> _EXTRACTED RECORDS_
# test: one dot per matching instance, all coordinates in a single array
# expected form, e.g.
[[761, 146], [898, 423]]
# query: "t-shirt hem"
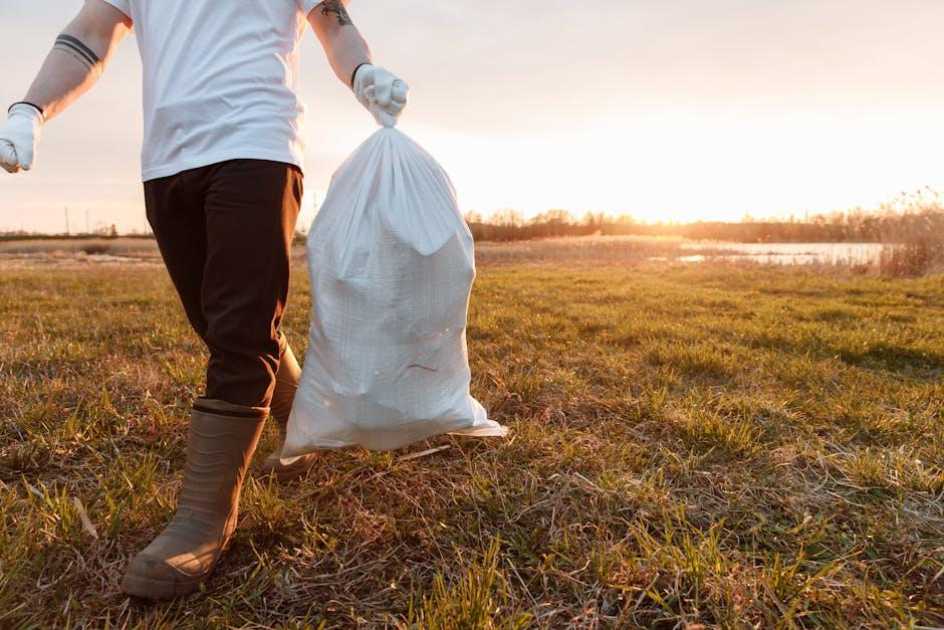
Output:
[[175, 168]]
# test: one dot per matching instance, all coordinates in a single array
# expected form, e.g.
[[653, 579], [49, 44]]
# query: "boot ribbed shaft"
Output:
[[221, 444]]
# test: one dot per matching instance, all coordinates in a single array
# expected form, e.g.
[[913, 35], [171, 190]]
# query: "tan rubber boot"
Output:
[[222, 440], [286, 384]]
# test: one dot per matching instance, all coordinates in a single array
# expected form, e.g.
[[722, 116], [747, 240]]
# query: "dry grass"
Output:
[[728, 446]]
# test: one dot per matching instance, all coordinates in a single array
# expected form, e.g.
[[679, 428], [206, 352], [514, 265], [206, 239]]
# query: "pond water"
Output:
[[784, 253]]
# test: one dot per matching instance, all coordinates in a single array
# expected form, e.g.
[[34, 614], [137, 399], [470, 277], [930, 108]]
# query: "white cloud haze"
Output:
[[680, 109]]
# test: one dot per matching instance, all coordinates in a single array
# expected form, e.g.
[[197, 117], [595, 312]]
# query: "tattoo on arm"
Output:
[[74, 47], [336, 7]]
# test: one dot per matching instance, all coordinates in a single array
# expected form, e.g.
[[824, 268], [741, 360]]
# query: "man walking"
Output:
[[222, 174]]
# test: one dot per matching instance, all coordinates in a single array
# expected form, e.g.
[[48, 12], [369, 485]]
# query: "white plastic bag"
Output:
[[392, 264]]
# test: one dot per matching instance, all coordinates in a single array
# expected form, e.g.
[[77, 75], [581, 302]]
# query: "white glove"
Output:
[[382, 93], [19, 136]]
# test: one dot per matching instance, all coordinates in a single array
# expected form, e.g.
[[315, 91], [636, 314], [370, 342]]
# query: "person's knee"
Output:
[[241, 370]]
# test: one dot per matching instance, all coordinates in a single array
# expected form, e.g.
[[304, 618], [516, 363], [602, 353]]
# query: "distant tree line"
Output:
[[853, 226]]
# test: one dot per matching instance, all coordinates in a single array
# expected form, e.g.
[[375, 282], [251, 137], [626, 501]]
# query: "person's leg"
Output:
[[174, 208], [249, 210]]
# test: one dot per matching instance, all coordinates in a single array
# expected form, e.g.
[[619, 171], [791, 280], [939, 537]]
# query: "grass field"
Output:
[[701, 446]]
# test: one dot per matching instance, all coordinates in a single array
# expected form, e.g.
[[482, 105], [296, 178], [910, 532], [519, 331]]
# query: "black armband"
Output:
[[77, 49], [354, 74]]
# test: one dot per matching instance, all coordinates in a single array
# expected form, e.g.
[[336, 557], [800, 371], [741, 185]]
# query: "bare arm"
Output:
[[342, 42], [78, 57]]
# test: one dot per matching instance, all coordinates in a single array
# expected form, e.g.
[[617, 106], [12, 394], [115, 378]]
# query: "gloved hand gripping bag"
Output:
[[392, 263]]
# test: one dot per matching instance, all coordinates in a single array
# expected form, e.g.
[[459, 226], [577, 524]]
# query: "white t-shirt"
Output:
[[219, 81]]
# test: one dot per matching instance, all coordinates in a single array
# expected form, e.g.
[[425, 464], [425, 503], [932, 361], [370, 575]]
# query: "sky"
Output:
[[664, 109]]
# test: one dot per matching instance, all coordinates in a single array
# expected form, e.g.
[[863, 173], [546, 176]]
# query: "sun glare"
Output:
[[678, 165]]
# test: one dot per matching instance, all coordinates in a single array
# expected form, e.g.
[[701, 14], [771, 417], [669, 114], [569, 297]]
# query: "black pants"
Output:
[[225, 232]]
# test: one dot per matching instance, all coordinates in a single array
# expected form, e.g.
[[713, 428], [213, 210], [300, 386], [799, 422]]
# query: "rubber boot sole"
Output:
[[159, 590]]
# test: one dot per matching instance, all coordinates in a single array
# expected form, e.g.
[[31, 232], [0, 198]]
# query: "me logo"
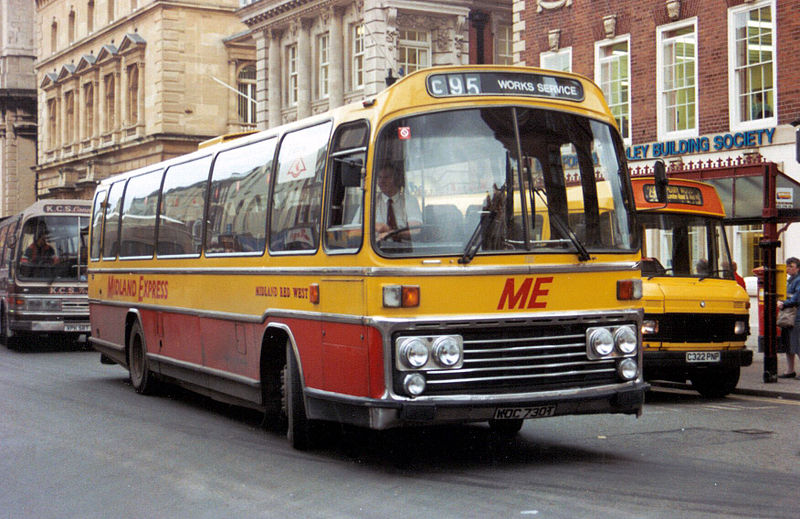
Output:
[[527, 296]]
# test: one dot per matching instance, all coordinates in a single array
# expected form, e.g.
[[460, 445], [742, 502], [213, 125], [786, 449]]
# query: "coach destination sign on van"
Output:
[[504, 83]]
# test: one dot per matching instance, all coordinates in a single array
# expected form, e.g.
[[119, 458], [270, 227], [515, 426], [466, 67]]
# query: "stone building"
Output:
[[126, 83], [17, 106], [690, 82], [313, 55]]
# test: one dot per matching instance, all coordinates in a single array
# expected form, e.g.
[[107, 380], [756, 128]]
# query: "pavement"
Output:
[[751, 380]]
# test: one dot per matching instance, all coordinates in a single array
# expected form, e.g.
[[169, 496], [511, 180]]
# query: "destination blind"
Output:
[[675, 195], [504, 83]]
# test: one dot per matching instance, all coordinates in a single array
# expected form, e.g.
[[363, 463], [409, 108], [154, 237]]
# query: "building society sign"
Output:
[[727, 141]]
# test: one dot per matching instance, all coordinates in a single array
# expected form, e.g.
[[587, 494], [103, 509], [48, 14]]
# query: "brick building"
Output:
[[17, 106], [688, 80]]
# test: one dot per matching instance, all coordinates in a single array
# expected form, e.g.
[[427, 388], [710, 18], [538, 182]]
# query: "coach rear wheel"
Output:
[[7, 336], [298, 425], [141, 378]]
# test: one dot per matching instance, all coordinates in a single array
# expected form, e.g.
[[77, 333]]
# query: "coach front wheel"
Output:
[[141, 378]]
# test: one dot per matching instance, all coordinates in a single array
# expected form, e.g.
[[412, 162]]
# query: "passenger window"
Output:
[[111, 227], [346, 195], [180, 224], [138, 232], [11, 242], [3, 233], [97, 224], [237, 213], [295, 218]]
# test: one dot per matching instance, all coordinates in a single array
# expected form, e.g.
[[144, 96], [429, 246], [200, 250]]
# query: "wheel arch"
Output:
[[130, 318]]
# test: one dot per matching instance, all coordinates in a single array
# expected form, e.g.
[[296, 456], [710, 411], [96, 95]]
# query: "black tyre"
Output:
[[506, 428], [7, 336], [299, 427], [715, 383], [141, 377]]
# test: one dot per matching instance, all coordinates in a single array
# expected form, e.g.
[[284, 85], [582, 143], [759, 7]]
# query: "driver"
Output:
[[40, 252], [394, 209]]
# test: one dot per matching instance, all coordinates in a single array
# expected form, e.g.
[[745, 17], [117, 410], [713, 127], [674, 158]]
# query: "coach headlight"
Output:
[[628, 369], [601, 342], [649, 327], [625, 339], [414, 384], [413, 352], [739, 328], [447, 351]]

> _EXERCISE PROMPT_
Rewrite all the items above as a single numbered list, one number per line of text, with blank lines dropped. Leave the pictures out.

> _ANSWER TO THE TASK_
1. # test: one dot per matching instance, all coordinates in a single array
2. # expected form, e.g.
3. [[761, 146], [898, 423]]
4. # query: "t-shirt hem"
5. Output:
6. [[175, 168]]
7. # test: one dot per matching instance, all coordinates in a single array
8. # expected form, e.g.
9. [[653, 579], [49, 44]]
10. # query: "boot ribbed shaft"
11. Output:
12. [[221, 444]]
13. # test: one dot per matching instance, all coordinates in a single array
14. # expected form, e.g.
15. [[913, 35], [171, 190]]
16. # query: "tan rubber boot"
17. Output:
18. [[222, 440], [286, 384]]
19. # test: one dot per matching instance, all coordinates in a single array
20. # expected form, e.g.
21. [[722, 116], [747, 240]]
22. # query: "dry grass"
23. Output:
24. [[728, 446]]
25. # test: one dot per matching instance, all coordinates in a single array
26. # expected form, e.g.
27. [[679, 428], [206, 352], [514, 265], [206, 239]]
28. # query: "pond water"
29. Output:
30. [[784, 253]]
31. # test: one dot per matching instance, all coordinates in a single array
32. # expected form, e.g.
33. [[34, 614], [137, 399], [470, 277], [930, 108]]
34. # query: "white cloud haze"
35. Output:
36. [[680, 109]]
37. # test: one dot per matching instance, all coordinates in a single array
38. # expected form, e.g.
39. [[197, 117], [595, 312]]
40. # query: "tattoo on arm"
41. Output:
42. [[74, 47], [336, 7]]
43. # test: one dot per matching instance, all coordinates in a single array
44. # expected form, e.g.
45. [[824, 268], [741, 360]]
46. # query: "man walking"
47. Output:
48. [[222, 174]]
49. # test: one dot per matching instance, all coordinates in a single array
50. # expected form, e.g.
51. [[48, 12], [369, 485]]
52. # query: "white plastic bag"
53. Output:
54. [[392, 264]]
55. # test: one dot per matching instance, all coordinates in a single array
56. # expected form, e.g.
57. [[77, 75], [581, 302]]
58. # query: "white glove"
59. Output:
60. [[382, 93], [19, 136]]
61. # test: one dot per matching instance, all coordinates in a single array
62. # expected form, e.g.
63. [[315, 91], [636, 314], [370, 342]]
64. # query: "person's knee"
65. Output:
66. [[241, 370]]
67. # test: one dot per matching instance, all coordinates in a single array
68. # expected form, e.g.
69. [[304, 618], [516, 363], [602, 353]]
70. # query: "distant tree line"
71. Output:
72. [[853, 226]]
73. # test: one dot per matching instance, all coordinates in a single array
74. # expected form, e.g.
75. [[375, 282], [251, 137], [626, 501]]
76. # query: "person's leg"
77. Output:
78. [[174, 208], [249, 210]]
79. # test: one dot per matching instance, all coordinates in a single array
80. # expected form, e.g.
81. [[619, 171], [791, 280], [939, 537]]
82. # query: "grass field"
83. Output:
84. [[701, 446]]
85. # test: one dot per matching instance, all coordinates in a single array
86. # expected form, e.g.
87. [[482, 105], [296, 178], [910, 532], [519, 331]]
88. # query: "black armband"
89. Output:
90. [[77, 49], [354, 74]]
91. # test: one dot per matching instance, all coordinates in a single array
92. # expected form, e.g.
93. [[336, 557], [800, 371], [741, 185]]
94. # query: "bare arm"
95. Output:
96. [[342, 42], [78, 57]]
97. # test: one dot per matching instance, all coordinates in a single array
98. # expected form, e.g.
99. [[617, 106], [12, 394], [115, 378]]
100. # query: "gloved hand gripping bag"
101. Output:
102. [[392, 263]]
103. # test: one dot per matching instance, all coordinates in a single array
104. # expected form, e.g.
105. [[459, 226], [577, 524]]
106. # query: "white t-shirt"
107. Output:
108. [[219, 81]]
109. # test: one dot per matching instance, all coordinates in a single array
110. # expected form, e.g.
111. [[425, 464], [425, 503], [932, 361], [370, 575]]
112. # query: "sky"
113. Output:
114. [[664, 109]]
115. # test: one dot per matching instance, all coordinates in a single array
116. # expected form, e.g.
117. [[863, 173], [546, 176]]
118. # query: "sun glare"
119. Output:
120. [[678, 165]]
121. # test: one dot per matching instance, all coordinates in a single array
122. # expected form, e.g.
123. [[701, 14], [771, 417], [669, 114], [569, 297]]
124. # query: "black pants"
125. Output:
126. [[225, 232]]
127. # test: one dot per matching instance, all coordinates in a single array
128. # expected form, e.g.
129. [[713, 428], [213, 210], [300, 386], [799, 422]]
130. # query: "rubber boot sole"
131. Output:
132. [[159, 590]]
133. # test: one dot per matching instance, all coordinates in a single array
134. # expected form, e.g.
135. [[31, 232], [0, 198]]
136. # query: "me logo"
137. Output:
138. [[527, 296]]
139. # test: one dot per matching instance, all coordinates in a single array
140. # expected form, e.g.
141. [[460, 445], [742, 502], [213, 125], [786, 449]]
142. # query: "coach destination sign on van"
143. Output:
144. [[504, 83]]
145. # test: one dot per matching instance, all coordinates in a single array
146. # expected form, e.g.
147. [[119, 458], [270, 227], [515, 426], [466, 67]]
148. # query: "stone building"
149. Output:
150. [[126, 83], [17, 106], [690, 82], [313, 55]]
151. # test: one dot per matching instance, all coordinates in a single array
152. # expected form, e.g.
153. [[107, 380], [756, 128]]
154. # query: "pavement"
155. Output:
156. [[751, 380]]
157. # test: one dot per matching instance, all coordinates in a single array
158. # expected form, e.g.
159. [[169, 496], [511, 180]]
160. # query: "destination blind"
161. Output:
162. [[675, 195], [504, 83]]
163. # test: one dot per matching instance, all coordinates in a single array
164. # expected form, e.g.
165. [[363, 463], [409, 108], [154, 237]]
166. # query: "building society sign"
167. Output:
168. [[727, 141]]
169. # test: one dot per matching instance, all coordinates in a single array
170. # expected form, e.g.
171. [[587, 494], [103, 509], [48, 14]]
172. # query: "brick building"
173. Output:
174. [[17, 106], [688, 80]]
175. # test: one dot per matching instance, all coordinates in a single array
176. # expected form, e.g.
177. [[427, 388], [710, 18], [538, 182]]
178. # query: "coach rear wheel"
179. Output:
180. [[7, 336], [298, 425], [141, 378]]
181. # test: one dot per matching instance, all coordinates in a single array
182. # expected form, e.g.
183. [[77, 333]]
184. # query: "coach front wheel"
185. Output:
186. [[141, 378]]
187. # test: one dot per matching instance, all coordinates in a single array
188. # expected form, e.g.
189. [[412, 162]]
190. # query: "passenger window"
191. Output:
192. [[111, 227], [346, 195], [180, 224], [138, 232], [11, 242], [3, 233], [97, 224], [237, 213], [295, 218]]
193. # test: one dot per matching instance, all coordinates in a single array
194. # expected form, e.g.
195. [[144, 96], [429, 246], [200, 250]]
196. # query: "wheel arch"
197. Output:
198. [[130, 318]]
199. # test: one dot per matching instance, all coordinates in a single array
200. # expected form, e.g.
201. [[296, 456], [710, 411], [96, 95]]
202. # query: "black tyre"
203. Output:
204. [[506, 428], [7, 336], [299, 427], [715, 383], [141, 377]]
205. # test: one dot per matching instance, all coordinates in a single array
206. # expected form, e.g.
207. [[284, 85], [582, 143], [759, 7]]
208. # query: "driver"
209. Output:
210. [[40, 252], [394, 209]]
211. # test: one dot per matching instance, all coordinates in a single array
212. # expected form, e.g.
213. [[745, 17], [117, 410], [713, 127], [674, 158]]
214. # query: "coach headlight"
215. Output:
216. [[628, 369], [601, 342], [649, 327], [625, 339], [414, 384], [413, 352], [739, 328], [447, 351]]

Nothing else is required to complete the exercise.